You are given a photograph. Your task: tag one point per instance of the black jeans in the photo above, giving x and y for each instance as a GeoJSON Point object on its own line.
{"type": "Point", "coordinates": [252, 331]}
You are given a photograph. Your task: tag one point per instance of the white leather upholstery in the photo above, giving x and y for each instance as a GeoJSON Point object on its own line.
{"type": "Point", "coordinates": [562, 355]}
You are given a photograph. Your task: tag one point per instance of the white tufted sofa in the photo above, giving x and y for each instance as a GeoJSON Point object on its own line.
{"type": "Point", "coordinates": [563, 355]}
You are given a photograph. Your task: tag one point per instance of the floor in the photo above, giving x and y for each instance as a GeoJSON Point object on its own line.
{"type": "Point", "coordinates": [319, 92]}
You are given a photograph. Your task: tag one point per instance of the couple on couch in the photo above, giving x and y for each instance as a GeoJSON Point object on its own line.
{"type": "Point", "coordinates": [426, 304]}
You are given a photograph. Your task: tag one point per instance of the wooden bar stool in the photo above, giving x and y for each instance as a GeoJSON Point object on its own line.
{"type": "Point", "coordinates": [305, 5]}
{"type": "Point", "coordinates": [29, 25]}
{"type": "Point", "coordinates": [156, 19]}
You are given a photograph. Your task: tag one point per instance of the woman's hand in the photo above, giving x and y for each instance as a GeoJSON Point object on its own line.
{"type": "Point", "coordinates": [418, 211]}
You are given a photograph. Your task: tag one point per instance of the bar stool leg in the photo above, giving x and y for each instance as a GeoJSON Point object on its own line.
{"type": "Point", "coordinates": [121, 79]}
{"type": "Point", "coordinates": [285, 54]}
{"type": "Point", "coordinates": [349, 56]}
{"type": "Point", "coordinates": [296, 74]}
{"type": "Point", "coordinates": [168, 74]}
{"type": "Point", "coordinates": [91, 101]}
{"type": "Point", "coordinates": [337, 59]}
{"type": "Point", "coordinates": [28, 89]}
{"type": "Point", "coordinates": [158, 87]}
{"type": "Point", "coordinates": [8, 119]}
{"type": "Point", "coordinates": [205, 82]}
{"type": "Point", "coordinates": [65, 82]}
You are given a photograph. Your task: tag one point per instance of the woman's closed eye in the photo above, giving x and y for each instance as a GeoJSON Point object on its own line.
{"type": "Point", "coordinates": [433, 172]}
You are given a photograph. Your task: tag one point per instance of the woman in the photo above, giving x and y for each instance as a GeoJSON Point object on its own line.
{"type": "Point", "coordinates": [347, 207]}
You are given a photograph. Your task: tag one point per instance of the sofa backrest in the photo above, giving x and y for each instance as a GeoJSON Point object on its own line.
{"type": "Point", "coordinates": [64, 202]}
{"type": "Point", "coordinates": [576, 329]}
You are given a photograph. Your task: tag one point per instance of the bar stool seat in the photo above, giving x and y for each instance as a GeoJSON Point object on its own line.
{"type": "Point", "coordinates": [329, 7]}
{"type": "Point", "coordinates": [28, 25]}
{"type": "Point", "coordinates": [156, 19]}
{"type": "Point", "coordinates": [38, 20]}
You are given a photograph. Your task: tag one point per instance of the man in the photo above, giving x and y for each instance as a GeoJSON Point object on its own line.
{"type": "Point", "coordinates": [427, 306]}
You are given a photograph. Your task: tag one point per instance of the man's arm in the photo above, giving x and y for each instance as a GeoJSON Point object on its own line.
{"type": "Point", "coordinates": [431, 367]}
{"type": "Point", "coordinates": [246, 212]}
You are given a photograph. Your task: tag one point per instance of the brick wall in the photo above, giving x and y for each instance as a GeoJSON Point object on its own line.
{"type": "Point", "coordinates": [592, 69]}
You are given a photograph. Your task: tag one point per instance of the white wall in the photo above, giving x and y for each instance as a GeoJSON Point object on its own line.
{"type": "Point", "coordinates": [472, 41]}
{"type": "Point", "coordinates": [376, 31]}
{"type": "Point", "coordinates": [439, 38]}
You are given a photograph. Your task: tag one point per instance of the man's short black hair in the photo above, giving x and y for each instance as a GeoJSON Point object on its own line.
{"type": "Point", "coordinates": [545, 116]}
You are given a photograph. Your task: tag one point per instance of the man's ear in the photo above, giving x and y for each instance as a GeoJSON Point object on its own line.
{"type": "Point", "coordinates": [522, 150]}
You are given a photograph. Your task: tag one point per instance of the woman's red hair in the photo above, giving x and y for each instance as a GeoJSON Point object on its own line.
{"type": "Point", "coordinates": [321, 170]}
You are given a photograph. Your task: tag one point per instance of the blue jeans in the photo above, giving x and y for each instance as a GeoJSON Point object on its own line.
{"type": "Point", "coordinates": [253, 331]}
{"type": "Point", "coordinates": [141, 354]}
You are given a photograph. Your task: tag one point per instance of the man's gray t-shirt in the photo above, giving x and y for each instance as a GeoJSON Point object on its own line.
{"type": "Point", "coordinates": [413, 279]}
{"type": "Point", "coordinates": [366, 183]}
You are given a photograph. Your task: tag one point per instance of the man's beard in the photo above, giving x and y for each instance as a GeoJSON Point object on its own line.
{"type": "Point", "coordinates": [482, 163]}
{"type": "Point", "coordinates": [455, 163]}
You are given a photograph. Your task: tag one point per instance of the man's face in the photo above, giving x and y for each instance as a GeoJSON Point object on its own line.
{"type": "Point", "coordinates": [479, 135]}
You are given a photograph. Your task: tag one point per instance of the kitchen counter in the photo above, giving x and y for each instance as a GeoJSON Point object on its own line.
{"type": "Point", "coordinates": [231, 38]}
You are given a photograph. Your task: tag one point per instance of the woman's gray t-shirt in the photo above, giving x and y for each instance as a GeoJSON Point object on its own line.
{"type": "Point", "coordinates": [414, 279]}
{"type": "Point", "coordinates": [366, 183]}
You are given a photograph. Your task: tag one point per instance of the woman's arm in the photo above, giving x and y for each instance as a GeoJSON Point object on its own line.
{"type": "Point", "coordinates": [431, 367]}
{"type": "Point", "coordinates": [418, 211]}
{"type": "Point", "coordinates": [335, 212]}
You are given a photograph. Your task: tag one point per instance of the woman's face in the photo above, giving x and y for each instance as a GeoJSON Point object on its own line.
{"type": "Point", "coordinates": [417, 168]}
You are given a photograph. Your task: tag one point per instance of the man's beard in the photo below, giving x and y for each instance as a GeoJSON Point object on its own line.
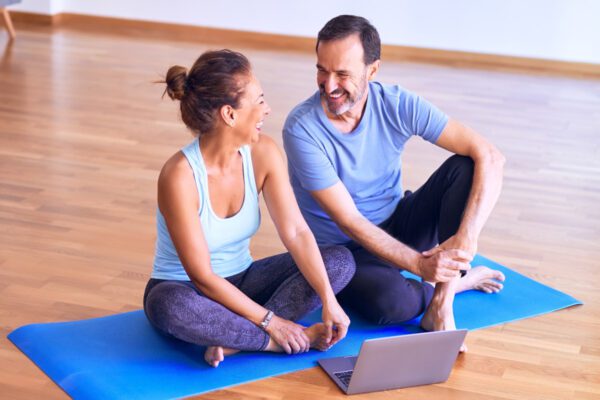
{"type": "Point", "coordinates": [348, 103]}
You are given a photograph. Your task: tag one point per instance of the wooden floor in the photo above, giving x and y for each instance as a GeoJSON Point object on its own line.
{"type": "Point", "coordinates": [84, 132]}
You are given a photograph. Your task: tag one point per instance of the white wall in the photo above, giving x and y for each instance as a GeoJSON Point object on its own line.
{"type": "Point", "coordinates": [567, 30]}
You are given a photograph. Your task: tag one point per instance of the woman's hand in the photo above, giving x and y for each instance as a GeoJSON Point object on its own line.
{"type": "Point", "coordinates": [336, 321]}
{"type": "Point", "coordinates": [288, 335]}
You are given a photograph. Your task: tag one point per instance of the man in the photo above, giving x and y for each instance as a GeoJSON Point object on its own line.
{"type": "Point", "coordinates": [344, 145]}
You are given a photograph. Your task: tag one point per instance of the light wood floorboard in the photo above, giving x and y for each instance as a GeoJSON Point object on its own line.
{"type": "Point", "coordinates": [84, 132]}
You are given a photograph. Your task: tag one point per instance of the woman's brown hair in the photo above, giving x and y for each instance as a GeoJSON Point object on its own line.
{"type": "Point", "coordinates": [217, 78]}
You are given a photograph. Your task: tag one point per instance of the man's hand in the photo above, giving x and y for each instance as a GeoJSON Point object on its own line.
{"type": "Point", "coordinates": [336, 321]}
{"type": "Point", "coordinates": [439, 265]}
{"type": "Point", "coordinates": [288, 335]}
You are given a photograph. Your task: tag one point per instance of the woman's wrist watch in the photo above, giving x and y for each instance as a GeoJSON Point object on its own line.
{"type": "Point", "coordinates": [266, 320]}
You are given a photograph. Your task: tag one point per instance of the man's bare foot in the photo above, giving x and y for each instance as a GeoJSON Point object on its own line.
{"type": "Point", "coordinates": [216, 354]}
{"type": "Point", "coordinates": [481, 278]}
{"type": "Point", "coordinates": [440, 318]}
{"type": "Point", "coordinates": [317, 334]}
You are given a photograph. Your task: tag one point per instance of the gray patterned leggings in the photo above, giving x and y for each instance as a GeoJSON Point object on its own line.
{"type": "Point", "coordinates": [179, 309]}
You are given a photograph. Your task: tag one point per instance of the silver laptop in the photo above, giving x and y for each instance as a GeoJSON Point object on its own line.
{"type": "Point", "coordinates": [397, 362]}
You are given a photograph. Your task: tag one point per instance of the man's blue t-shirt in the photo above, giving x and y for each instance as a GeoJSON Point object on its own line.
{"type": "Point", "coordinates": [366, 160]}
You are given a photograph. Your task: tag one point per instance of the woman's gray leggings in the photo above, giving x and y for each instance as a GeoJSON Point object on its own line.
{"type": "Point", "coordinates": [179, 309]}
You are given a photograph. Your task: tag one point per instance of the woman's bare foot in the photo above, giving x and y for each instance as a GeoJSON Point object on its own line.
--
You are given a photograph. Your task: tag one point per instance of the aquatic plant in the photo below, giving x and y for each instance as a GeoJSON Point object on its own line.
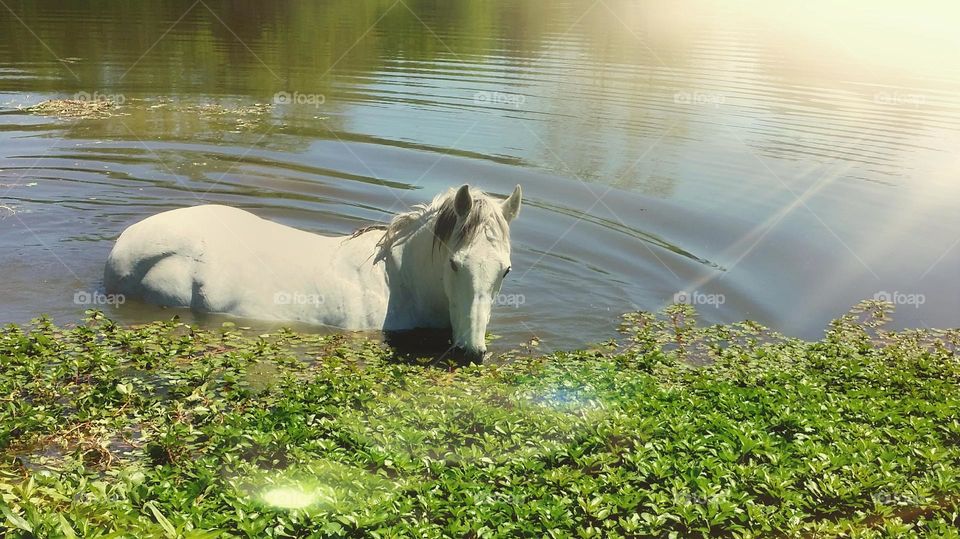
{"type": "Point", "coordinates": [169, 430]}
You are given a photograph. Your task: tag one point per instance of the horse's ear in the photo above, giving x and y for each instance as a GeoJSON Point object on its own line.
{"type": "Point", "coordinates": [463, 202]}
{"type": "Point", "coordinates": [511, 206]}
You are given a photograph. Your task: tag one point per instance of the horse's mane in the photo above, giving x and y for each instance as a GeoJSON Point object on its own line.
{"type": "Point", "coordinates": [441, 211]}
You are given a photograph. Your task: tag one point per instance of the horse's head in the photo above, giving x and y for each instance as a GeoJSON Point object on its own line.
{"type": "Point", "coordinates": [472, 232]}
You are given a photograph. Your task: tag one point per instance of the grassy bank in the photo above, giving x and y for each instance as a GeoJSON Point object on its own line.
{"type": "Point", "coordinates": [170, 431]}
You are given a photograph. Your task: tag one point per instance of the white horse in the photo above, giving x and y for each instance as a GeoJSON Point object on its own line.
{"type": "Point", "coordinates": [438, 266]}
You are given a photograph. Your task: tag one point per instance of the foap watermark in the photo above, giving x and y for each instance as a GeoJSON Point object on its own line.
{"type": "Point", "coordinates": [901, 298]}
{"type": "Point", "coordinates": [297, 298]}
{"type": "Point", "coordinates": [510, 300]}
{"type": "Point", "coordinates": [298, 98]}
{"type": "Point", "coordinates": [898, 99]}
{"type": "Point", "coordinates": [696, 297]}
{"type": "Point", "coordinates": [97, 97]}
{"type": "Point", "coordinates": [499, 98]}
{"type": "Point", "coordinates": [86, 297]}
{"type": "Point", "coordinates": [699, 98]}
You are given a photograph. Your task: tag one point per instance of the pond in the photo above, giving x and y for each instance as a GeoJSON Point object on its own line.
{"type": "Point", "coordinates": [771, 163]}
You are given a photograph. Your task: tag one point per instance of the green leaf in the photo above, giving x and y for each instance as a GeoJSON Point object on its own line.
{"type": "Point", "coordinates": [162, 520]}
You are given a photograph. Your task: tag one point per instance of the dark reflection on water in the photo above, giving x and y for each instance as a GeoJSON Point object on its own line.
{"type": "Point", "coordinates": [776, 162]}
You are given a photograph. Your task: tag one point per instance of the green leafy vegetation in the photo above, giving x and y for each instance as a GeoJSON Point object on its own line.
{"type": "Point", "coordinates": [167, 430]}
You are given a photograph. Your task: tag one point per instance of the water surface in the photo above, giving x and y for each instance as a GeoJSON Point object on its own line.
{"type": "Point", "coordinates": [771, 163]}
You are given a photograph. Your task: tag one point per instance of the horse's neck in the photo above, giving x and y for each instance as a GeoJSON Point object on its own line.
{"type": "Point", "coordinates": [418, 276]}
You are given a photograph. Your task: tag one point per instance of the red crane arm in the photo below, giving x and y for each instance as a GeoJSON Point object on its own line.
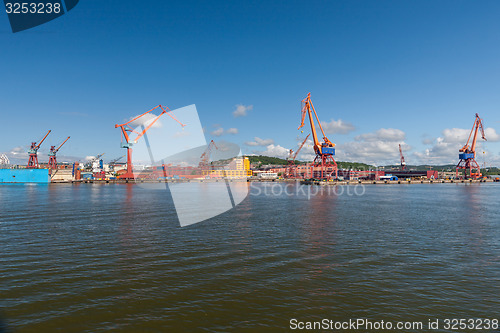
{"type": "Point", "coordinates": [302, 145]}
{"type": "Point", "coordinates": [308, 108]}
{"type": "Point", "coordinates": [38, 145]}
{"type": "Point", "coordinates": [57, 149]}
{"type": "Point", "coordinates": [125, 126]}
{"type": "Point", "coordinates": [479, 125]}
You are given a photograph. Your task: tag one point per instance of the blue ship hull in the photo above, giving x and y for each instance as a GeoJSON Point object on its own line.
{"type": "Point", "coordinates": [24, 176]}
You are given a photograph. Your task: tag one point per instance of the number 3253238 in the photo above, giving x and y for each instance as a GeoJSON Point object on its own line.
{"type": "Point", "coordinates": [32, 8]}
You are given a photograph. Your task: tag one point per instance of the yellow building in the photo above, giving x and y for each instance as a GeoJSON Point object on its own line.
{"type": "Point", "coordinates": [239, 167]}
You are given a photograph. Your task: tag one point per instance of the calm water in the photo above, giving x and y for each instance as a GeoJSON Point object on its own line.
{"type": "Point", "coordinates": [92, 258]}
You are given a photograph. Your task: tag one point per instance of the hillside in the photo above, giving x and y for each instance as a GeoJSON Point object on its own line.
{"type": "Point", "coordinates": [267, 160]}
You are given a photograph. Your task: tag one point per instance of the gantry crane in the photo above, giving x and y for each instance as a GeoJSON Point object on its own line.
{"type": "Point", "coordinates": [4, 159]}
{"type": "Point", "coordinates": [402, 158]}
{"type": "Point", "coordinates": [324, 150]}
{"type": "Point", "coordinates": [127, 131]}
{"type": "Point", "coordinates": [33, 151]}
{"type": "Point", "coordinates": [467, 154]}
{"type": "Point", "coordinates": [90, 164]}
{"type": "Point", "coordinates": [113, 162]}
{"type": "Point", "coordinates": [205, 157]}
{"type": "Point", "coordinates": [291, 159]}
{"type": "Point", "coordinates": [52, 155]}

:: Prompt ::
Collect every line of the entries above that contains the string "beard", copying each such line in full.

:: Exercise solution ::
You are given a photograph. Your task: tag one point per instance of the man's beard in the photo above, giving x and y for each instance as a GeoJSON Point object on its own line.
You are given a photograph. Your task: tag one point per instance of the man's beard in the photo below, giving x and y for each instance as a GeoJSON Point object on its own line.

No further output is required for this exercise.